OBJECTIF DE L'EXERCICE: Reproduisez sans modification la partie du passage sélectionné qui s'ouvre sur les mots « Les avertis verront » et se ferme sur « un souvenir impérissable. ».
::: PASSAGE SÉLECTIONNÉ
Les avertis verront dans cette nouvelle mouture une version plus édulcorée, moins violente mais tout aussi cynique, n’hésitant pas à dégommer ses personnages les uns après les autres. Ça dézingue à tout va et sans aucune pitié. Une Jessica Hyde cette fois interprétée par Sasha Lane (American Honey) et un Dr Christie incarné par John Cusack qu’on ne présente plus, les personnages de Utopia à la sauce 2020 restent globalement assez fades, sans jamais vraiment parvenir à susciter de la sympathie ou de l’attachement.
Malgré son côté divertissant, la série ne révolutionne pas le genre et ne supplante pas son aînée. Sans instaurer un climat de tension insoutenable et ayant fait le choix d’une photographie plus passe-partout que sa prédécesseur, les 3 des 8 épisodes visionnés se laissent consommer facilement mais ne laisseront pas un souvenir impérissable.
Les + : Rien que pour Gillian Flynn, on est partant.
Les – : Un remake ? En avait-on vraiment besoin ?
Monsterland, mini-série d’anthologie
Autre série, autre plateforme, Monsterland est une mini-série d’anthologie d’horreur adaptée de la collection de nouvelles de Nathan Ballingrud, North America Lake Monsters: Stories. Chacun des 8 épisodes raconte une histoire différente et suit donc un protagoniste différent. Adapté pour la télévision par Mary Laws, scénariste de The Neon Demon, avec Kaitlyn Dever (Booksmart, Unbelievable) et Taylor Shilling (Orange Is The New Black), les 8 épisodes font la part belle à des personnages qui ne sont pas à envier. Pauvres, abusés, marginalisés, exploités ou malades. Incarnés par des acteurs dont certaines performances sont à souligner, telles que la prestation de Taylor Schilling en femme bipolaire ou Kaitlyn Dever en jeune mère dépassée, les protagonistes sont tous sont noyés dans une profonde solitude.
À l’image de Toni (Kaitlyn Dever), personnage principal du premier épisode. Cette fille-mère sans le sous, serveuse dans un bar miteux de Louisiane. Ou Nick (Charlie Tahan), cet ado devenu adulte trop vite, dont le père a pris la poudre d’escampette et désormais forcé de s’occuper de sa mère malade. Ou encore, Kate (Taylor Schilling) et Shawn (Rebecca Colindrez), couple de lesbiennes bataillant avec la maladie mentale de la première. Les trajectoires sont diverses et violentes, les traumas, les actions et conséquences le sont tout autant. Chaque épisode est une tranche de vie, une percée dans l’intimité des personnages consumés et confrontés à des choix.
::::::
::: LISTE DES DONNÉES
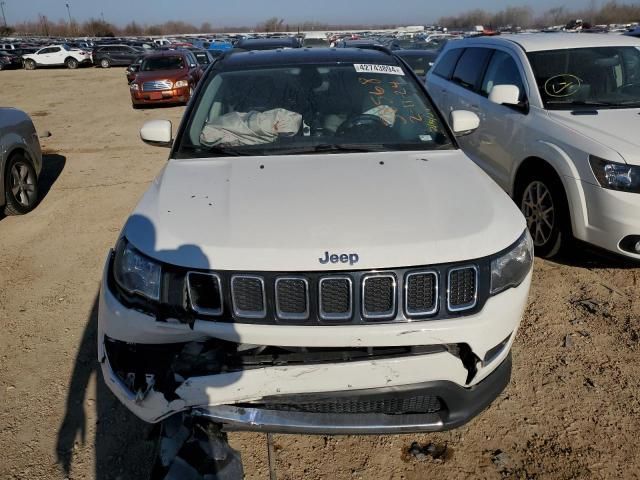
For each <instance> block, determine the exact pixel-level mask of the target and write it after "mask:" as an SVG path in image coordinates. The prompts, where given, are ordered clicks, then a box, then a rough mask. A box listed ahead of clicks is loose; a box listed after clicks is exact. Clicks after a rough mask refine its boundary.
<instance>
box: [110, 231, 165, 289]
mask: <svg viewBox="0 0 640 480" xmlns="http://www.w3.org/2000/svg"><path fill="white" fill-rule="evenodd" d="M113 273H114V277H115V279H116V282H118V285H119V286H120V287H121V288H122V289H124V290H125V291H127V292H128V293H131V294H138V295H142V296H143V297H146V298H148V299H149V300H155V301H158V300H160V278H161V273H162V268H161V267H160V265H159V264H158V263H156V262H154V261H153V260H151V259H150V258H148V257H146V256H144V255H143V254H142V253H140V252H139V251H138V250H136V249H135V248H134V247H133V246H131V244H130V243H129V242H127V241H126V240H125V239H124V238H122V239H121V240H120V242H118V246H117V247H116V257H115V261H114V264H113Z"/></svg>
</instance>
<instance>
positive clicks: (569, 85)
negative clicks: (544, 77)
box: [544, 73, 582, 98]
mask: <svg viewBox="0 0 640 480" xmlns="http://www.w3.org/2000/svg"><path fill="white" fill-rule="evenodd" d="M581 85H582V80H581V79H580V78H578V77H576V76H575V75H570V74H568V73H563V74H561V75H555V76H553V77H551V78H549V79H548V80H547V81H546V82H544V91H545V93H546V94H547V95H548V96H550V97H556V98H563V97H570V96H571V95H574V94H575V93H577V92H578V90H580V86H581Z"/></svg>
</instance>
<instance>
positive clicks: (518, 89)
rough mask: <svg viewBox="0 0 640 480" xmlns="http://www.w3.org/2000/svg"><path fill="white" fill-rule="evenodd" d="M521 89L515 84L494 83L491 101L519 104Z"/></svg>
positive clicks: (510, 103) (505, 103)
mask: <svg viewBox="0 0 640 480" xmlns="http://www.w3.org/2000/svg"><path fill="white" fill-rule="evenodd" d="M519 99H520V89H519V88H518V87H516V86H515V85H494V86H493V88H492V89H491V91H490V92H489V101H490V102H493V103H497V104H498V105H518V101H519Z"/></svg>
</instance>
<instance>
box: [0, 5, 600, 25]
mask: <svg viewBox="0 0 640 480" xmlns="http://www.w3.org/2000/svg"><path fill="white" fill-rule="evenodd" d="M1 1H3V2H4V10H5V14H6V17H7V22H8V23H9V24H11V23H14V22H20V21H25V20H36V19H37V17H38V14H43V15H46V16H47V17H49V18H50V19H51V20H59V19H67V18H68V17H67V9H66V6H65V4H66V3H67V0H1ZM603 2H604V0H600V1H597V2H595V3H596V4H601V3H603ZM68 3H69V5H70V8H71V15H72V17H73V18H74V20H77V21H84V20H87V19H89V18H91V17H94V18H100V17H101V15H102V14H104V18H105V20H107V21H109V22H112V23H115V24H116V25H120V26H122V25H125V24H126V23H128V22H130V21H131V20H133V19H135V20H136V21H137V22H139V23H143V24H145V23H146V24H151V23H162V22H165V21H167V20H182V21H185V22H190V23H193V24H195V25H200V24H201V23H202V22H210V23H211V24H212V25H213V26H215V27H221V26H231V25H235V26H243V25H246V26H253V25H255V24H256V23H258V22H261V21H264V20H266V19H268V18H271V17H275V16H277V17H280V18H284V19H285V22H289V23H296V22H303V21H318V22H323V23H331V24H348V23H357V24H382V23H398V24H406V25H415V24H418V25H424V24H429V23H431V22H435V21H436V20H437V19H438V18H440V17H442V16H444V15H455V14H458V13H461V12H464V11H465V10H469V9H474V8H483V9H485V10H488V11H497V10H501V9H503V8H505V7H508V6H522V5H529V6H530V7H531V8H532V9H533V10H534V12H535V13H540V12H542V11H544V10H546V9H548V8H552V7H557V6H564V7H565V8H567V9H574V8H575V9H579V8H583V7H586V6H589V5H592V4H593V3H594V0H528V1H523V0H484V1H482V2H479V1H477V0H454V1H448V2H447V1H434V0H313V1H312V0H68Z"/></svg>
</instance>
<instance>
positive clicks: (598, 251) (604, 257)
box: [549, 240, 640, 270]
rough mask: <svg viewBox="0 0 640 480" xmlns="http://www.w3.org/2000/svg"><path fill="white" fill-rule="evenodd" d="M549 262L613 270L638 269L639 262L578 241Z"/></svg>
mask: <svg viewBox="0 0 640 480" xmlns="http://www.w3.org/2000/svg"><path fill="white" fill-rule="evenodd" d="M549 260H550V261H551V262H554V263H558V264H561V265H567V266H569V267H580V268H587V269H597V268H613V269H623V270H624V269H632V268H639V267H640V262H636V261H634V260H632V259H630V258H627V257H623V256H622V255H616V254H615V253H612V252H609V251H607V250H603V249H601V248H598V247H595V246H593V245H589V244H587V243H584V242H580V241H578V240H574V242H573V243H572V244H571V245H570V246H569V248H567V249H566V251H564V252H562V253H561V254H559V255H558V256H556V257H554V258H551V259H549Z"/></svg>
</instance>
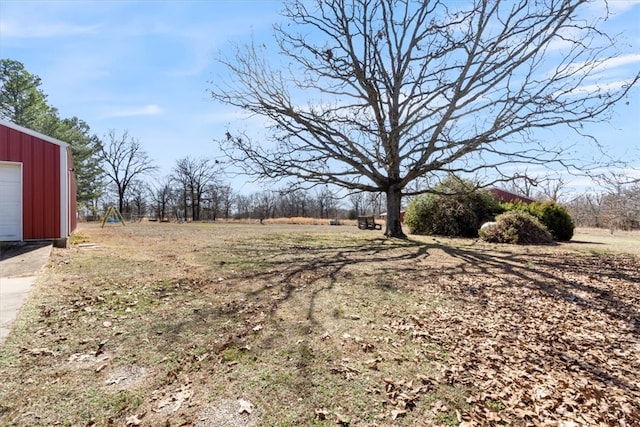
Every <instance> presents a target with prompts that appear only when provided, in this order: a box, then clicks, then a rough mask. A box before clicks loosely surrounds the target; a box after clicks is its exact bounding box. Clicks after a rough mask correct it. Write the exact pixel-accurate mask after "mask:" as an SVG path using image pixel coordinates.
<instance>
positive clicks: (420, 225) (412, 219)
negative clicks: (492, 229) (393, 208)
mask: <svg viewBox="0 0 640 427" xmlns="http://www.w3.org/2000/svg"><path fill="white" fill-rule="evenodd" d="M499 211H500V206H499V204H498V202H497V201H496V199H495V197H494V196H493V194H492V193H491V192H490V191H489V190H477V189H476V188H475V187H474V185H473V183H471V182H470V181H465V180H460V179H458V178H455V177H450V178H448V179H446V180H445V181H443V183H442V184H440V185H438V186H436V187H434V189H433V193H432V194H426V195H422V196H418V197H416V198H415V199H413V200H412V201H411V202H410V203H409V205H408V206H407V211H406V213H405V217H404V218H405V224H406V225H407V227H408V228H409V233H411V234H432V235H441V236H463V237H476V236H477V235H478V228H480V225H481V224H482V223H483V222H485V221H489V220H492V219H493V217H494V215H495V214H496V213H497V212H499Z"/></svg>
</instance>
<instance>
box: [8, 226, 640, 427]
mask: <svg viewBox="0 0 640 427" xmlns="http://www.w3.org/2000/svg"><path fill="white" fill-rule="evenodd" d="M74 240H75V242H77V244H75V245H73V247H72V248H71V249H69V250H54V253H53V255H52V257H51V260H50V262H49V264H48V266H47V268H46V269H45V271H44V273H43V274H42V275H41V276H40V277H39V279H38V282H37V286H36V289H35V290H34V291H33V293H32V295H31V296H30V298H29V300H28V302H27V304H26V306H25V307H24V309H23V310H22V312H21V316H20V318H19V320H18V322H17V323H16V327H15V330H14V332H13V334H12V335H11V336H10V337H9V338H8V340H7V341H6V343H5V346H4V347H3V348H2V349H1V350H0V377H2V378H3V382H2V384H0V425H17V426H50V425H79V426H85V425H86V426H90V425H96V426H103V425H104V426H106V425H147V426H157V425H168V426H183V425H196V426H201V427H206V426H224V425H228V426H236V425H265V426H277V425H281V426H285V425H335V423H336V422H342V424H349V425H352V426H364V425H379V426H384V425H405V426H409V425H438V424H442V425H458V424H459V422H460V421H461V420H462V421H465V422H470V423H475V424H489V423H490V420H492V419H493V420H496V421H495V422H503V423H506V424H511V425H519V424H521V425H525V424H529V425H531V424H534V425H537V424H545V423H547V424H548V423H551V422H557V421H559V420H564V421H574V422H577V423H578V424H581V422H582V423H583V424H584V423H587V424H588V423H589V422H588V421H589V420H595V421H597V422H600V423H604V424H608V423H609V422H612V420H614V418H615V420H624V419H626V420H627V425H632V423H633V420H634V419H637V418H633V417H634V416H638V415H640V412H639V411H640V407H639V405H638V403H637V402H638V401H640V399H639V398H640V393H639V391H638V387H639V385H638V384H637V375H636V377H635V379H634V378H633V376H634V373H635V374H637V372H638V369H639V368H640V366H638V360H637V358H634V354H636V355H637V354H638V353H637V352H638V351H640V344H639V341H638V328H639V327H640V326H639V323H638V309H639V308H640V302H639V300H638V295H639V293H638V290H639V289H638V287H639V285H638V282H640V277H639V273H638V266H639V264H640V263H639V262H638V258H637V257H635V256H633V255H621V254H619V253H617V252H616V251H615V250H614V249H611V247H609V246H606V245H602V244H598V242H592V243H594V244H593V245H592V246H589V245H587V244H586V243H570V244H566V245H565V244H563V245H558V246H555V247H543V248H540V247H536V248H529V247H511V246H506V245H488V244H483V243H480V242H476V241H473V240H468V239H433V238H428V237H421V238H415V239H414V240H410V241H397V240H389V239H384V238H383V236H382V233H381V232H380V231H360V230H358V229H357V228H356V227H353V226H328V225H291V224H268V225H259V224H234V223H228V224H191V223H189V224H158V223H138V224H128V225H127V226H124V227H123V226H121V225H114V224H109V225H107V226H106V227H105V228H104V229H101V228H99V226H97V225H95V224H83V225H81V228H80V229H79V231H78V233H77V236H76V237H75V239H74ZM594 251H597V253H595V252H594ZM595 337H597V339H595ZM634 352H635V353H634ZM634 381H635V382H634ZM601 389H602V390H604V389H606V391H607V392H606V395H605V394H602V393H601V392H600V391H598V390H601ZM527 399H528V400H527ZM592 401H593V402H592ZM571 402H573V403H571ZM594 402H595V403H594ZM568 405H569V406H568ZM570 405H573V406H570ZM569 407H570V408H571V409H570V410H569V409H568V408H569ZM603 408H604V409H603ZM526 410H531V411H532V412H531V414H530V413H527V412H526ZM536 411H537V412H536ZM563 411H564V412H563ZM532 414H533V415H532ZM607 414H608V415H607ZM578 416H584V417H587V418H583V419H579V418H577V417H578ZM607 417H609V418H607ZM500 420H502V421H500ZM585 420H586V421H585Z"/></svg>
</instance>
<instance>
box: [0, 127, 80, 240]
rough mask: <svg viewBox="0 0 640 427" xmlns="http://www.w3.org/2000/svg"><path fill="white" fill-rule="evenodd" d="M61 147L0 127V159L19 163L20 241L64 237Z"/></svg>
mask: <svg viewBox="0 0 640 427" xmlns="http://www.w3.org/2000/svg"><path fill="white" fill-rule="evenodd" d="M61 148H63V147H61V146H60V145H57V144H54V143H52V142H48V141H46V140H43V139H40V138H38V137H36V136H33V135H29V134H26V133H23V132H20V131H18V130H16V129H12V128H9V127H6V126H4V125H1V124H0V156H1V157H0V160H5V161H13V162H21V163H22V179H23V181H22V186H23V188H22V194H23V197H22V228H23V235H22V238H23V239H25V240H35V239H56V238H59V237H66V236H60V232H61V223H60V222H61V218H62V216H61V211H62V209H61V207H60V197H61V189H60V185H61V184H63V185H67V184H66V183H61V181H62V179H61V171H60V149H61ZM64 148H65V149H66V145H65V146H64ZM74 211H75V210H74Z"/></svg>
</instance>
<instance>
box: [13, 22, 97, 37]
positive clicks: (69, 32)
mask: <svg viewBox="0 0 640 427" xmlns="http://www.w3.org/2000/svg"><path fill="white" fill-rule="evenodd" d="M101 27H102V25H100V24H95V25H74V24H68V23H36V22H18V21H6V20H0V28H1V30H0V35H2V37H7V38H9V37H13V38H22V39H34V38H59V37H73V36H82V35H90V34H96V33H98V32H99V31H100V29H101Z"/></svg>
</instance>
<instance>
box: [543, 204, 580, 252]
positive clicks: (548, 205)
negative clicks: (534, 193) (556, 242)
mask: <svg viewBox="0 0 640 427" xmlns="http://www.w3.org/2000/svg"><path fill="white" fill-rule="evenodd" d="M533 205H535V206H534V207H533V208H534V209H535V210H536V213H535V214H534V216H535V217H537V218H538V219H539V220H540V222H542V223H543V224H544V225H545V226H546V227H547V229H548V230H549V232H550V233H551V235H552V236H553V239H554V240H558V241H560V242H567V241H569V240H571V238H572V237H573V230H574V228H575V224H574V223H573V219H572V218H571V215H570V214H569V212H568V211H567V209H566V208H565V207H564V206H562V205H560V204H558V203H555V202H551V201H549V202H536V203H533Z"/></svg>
::::::
RÉPONSE ATTENDUE:
Les avertis verront dans cette nouvelle mouture une version plus édulcorée, moins violente mais tout aussi cynique, n’hésitant pas à dégommer ses personnages les uns après les autres. Ça dézingue à tout va et sans aucune pitié. Une Jessica Hyde cette fois interprétée par Sasha Lane (American Honey) et un Dr Christie incarné par John Cusack qu’on ne présente plus, les personnages de Utopia à la sauce 2020 restent globalement assez fades, sans jamais vraiment parvenir à susciter de la sympathie ou de l’attachement.
Malgré son côté divertissant, la série ne révolutionne pas le genre et ne supplante pas son aînée. Sans instaurer un climat de tension insoutenable et ayant fait le choix d’une photographie plus passe-partout que sa prédécesseur, les 3 des 8 épisodes visionnés se laissent consommer facilement mais ne laisseront pas un souvenir impérissable.